■ **Challenge**
In the entries that follow, identify the line containing "[locate] teenage boy" and return it together with all later lines, exactly as they appear.

--- BEGIN Available records ---

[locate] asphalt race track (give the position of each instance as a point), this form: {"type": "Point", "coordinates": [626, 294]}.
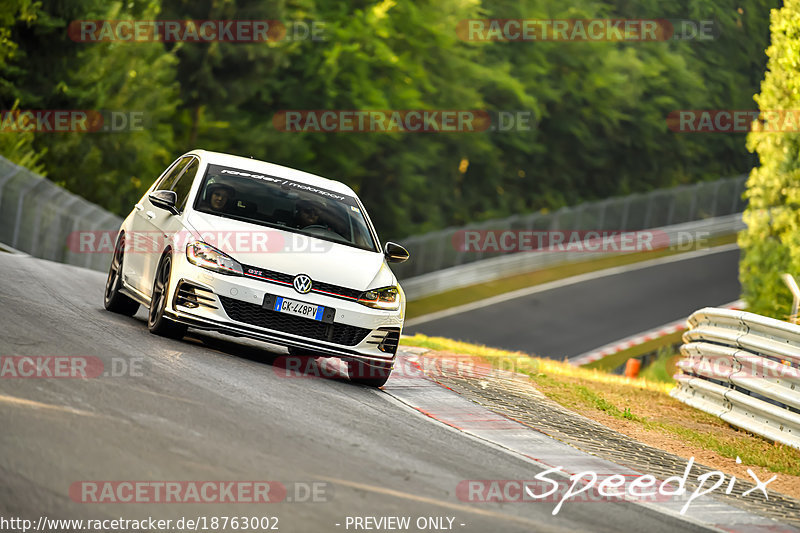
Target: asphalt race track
{"type": "Point", "coordinates": [576, 318]}
{"type": "Point", "coordinates": [213, 408]}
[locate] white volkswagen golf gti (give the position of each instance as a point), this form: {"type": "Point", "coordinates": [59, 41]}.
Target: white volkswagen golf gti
{"type": "Point", "coordinates": [258, 250]}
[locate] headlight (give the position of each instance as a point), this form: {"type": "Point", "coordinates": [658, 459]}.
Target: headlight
{"type": "Point", "coordinates": [206, 256]}
{"type": "Point", "coordinates": [387, 298]}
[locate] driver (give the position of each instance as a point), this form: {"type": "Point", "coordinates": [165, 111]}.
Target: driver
{"type": "Point", "coordinates": [220, 196]}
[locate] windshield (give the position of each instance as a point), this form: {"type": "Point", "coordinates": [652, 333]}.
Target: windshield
{"type": "Point", "coordinates": [285, 204]}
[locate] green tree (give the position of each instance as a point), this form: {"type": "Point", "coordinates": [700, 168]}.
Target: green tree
{"type": "Point", "coordinates": [771, 243]}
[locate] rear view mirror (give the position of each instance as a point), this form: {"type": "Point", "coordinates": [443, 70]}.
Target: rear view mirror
{"type": "Point", "coordinates": [395, 253]}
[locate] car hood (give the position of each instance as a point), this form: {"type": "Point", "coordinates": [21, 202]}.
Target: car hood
{"type": "Point", "coordinates": [292, 253]}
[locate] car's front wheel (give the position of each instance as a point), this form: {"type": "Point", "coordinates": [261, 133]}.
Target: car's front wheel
{"type": "Point", "coordinates": [113, 299]}
{"type": "Point", "coordinates": [157, 323]}
{"type": "Point", "coordinates": [369, 375]}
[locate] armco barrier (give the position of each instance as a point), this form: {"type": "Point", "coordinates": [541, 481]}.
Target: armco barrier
{"type": "Point", "coordinates": [522, 262]}
{"type": "Point", "coordinates": [745, 369]}
{"type": "Point", "coordinates": [37, 217]}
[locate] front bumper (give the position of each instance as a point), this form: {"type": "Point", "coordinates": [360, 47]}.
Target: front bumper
{"type": "Point", "coordinates": [233, 306]}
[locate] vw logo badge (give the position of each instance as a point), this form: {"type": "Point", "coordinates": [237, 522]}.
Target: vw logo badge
{"type": "Point", "coordinates": [302, 283]}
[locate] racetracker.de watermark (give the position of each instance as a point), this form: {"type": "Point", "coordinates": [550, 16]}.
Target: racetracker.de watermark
{"type": "Point", "coordinates": [200, 491]}
{"type": "Point", "coordinates": [70, 121]}
{"type": "Point", "coordinates": [230, 242]}
{"type": "Point", "coordinates": [740, 367]}
{"type": "Point", "coordinates": [68, 367]}
{"type": "Point", "coordinates": [195, 31]}
{"type": "Point", "coordinates": [734, 121]}
{"type": "Point", "coordinates": [591, 241]}
{"type": "Point", "coordinates": [586, 30]}
{"type": "Point", "coordinates": [403, 120]}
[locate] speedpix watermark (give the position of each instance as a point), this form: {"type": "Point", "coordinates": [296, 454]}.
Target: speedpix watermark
{"type": "Point", "coordinates": [585, 30]}
{"type": "Point", "coordinates": [195, 31]}
{"type": "Point", "coordinates": [68, 367]}
{"type": "Point", "coordinates": [403, 120]}
{"type": "Point", "coordinates": [608, 487]}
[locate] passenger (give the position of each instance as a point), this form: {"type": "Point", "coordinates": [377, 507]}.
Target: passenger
{"type": "Point", "coordinates": [220, 196]}
{"type": "Point", "coordinates": [307, 214]}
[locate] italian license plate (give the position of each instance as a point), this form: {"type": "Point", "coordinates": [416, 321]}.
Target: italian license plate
{"type": "Point", "coordinates": [297, 308]}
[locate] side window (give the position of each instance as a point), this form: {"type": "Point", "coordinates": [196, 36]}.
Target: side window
{"type": "Point", "coordinates": [166, 183]}
{"type": "Point", "coordinates": [184, 183]}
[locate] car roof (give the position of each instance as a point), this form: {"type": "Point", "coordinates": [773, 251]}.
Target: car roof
{"type": "Point", "coordinates": [271, 169]}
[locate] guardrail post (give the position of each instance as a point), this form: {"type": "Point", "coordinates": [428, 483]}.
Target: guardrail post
{"type": "Point", "coordinates": [792, 284]}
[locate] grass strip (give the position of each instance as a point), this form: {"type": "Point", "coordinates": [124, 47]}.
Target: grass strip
{"type": "Point", "coordinates": [473, 293]}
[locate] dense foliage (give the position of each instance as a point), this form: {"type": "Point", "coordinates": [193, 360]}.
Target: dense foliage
{"type": "Point", "coordinates": [599, 108]}
{"type": "Point", "coordinates": [771, 244]}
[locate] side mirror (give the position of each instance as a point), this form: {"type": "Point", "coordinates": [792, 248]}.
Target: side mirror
{"type": "Point", "coordinates": [395, 253]}
{"type": "Point", "coordinates": [165, 200]}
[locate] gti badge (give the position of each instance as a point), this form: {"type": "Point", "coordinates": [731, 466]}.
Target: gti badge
{"type": "Point", "coordinates": [302, 283]}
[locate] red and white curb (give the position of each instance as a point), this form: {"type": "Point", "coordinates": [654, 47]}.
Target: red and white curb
{"type": "Point", "coordinates": [641, 338]}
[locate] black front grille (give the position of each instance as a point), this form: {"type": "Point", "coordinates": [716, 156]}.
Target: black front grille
{"type": "Point", "coordinates": [265, 318]}
{"type": "Point", "coordinates": [272, 276]}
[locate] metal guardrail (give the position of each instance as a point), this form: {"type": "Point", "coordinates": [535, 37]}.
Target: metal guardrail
{"type": "Point", "coordinates": [39, 217]}
{"type": "Point", "coordinates": [745, 369]}
{"type": "Point", "coordinates": [522, 262]}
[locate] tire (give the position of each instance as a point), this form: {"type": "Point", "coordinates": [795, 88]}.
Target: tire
{"type": "Point", "coordinates": [371, 376]}
{"type": "Point", "coordinates": [113, 300]}
{"type": "Point", "coordinates": [157, 323]}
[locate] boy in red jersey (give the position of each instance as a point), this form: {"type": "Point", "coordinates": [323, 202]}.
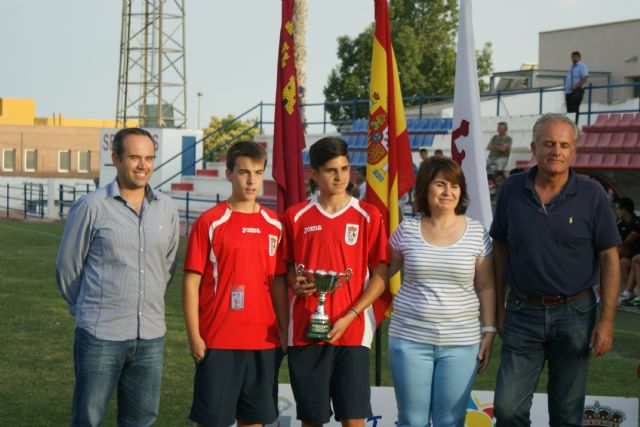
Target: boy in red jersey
{"type": "Point", "coordinates": [332, 233]}
{"type": "Point", "coordinates": [235, 300]}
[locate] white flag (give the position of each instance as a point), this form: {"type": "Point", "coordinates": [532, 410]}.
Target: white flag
{"type": "Point", "coordinates": [467, 145]}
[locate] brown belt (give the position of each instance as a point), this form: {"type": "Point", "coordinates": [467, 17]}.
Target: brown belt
{"type": "Point", "coordinates": [549, 300]}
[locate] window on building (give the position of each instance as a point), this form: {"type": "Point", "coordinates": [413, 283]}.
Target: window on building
{"type": "Point", "coordinates": [636, 89]}
{"type": "Point", "coordinates": [8, 160]}
{"type": "Point", "coordinates": [84, 161]}
{"type": "Point", "coordinates": [30, 160]}
{"type": "Point", "coordinates": [64, 160]}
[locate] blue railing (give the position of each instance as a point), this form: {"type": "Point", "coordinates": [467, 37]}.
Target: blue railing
{"type": "Point", "coordinates": [27, 200]}
{"type": "Point", "coordinates": [67, 195]}
{"type": "Point", "coordinates": [419, 101]}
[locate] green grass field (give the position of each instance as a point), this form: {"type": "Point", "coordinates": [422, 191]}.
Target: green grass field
{"type": "Point", "coordinates": [36, 338]}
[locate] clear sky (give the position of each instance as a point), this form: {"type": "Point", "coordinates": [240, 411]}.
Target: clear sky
{"type": "Point", "coordinates": [65, 53]}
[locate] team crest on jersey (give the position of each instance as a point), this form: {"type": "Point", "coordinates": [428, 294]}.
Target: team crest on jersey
{"type": "Point", "coordinates": [351, 234]}
{"type": "Point", "coordinates": [273, 244]}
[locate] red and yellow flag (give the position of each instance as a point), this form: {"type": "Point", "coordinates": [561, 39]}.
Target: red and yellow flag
{"type": "Point", "coordinates": [389, 163]}
{"type": "Point", "coordinates": [288, 134]}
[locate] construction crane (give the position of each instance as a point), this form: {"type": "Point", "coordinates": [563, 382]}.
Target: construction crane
{"type": "Point", "coordinates": [152, 73]}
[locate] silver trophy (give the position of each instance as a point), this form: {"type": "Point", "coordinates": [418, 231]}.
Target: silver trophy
{"type": "Point", "coordinates": [326, 282]}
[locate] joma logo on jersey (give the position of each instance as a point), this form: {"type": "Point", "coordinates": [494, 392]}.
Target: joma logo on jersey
{"type": "Point", "coordinates": [251, 230]}
{"type": "Point", "coordinates": [312, 228]}
{"type": "Point", "coordinates": [351, 234]}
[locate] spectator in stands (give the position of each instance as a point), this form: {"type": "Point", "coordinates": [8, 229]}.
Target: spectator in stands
{"type": "Point", "coordinates": [560, 236]}
{"type": "Point", "coordinates": [633, 285]}
{"type": "Point", "coordinates": [499, 149]}
{"type": "Point", "coordinates": [116, 258]}
{"type": "Point", "coordinates": [629, 229]}
{"type": "Point", "coordinates": [437, 341]}
{"type": "Point", "coordinates": [235, 310]}
{"type": "Point", "coordinates": [424, 154]}
{"type": "Point", "coordinates": [577, 77]}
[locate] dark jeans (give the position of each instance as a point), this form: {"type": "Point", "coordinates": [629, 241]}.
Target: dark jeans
{"type": "Point", "coordinates": [134, 366]}
{"type": "Point", "coordinates": [535, 334]}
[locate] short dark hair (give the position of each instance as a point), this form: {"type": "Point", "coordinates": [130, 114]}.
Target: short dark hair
{"type": "Point", "coordinates": [326, 149]}
{"type": "Point", "coordinates": [117, 146]}
{"type": "Point", "coordinates": [626, 204]}
{"type": "Point", "coordinates": [427, 173]}
{"type": "Point", "coordinates": [248, 149]}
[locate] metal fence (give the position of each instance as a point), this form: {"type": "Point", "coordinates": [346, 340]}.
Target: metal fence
{"type": "Point", "coordinates": [33, 200]}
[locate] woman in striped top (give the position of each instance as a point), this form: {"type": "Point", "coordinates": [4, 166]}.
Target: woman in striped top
{"type": "Point", "coordinates": [436, 342]}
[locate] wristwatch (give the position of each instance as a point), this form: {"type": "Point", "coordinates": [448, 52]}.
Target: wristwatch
{"type": "Point", "coordinates": [488, 330]}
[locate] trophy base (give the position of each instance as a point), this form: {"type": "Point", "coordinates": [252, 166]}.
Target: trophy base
{"type": "Point", "coordinates": [318, 330]}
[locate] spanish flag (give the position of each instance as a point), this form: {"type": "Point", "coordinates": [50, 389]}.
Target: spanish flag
{"type": "Point", "coordinates": [389, 164]}
{"type": "Point", "coordinates": [288, 134]}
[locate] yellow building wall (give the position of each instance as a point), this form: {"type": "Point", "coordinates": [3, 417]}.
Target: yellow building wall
{"type": "Point", "coordinates": [17, 112]}
{"type": "Point", "coordinates": [22, 112]}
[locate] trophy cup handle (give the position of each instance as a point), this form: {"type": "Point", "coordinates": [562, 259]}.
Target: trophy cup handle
{"type": "Point", "coordinates": [343, 278]}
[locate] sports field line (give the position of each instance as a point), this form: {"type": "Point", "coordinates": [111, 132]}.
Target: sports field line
{"type": "Point", "coordinates": [27, 230]}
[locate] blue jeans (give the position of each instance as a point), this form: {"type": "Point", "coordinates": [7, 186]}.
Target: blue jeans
{"type": "Point", "coordinates": [534, 334]}
{"type": "Point", "coordinates": [134, 366]}
{"type": "Point", "coordinates": [432, 381]}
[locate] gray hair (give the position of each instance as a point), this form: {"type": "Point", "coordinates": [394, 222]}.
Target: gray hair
{"type": "Point", "coordinates": [556, 118]}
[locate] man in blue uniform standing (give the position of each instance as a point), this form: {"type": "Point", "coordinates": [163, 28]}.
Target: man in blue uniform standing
{"type": "Point", "coordinates": [577, 77]}
{"type": "Point", "coordinates": [555, 238]}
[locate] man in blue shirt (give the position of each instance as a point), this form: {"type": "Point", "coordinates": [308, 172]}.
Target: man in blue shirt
{"type": "Point", "coordinates": [555, 238]}
{"type": "Point", "coordinates": [116, 258]}
{"type": "Point", "coordinates": [577, 77]}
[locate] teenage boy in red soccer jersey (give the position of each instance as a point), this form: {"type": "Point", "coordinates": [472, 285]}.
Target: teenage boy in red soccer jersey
{"type": "Point", "coordinates": [235, 301]}
{"type": "Point", "coordinates": [332, 233]}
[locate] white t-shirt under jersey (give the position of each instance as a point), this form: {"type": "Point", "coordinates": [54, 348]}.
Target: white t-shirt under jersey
{"type": "Point", "coordinates": [437, 303]}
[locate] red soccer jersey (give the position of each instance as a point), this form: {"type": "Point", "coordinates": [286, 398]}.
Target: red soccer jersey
{"type": "Point", "coordinates": [352, 238]}
{"type": "Point", "coordinates": [237, 255]}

--- END Available records ---

■ **Answer for the task**
[locate] teenage boy in red soccer jersey (give the position of each instance as a point), this form: {"type": "Point", "coordinates": [472, 285]}.
Target: teenage boy in red soccer jersey
{"type": "Point", "coordinates": [235, 301]}
{"type": "Point", "coordinates": [332, 233]}
[locate] white t-shirt under jersey (give the position of each instance as a point), this form: {"type": "Point", "coordinates": [54, 348]}.
Target: white t-shirt under jersey
{"type": "Point", "coordinates": [437, 303]}
[locate] red soccer jersey (give the position of each instance as a point), this form: {"type": "Point", "coordinates": [286, 398]}.
Target: red soccer jersey
{"type": "Point", "coordinates": [352, 238]}
{"type": "Point", "coordinates": [237, 255]}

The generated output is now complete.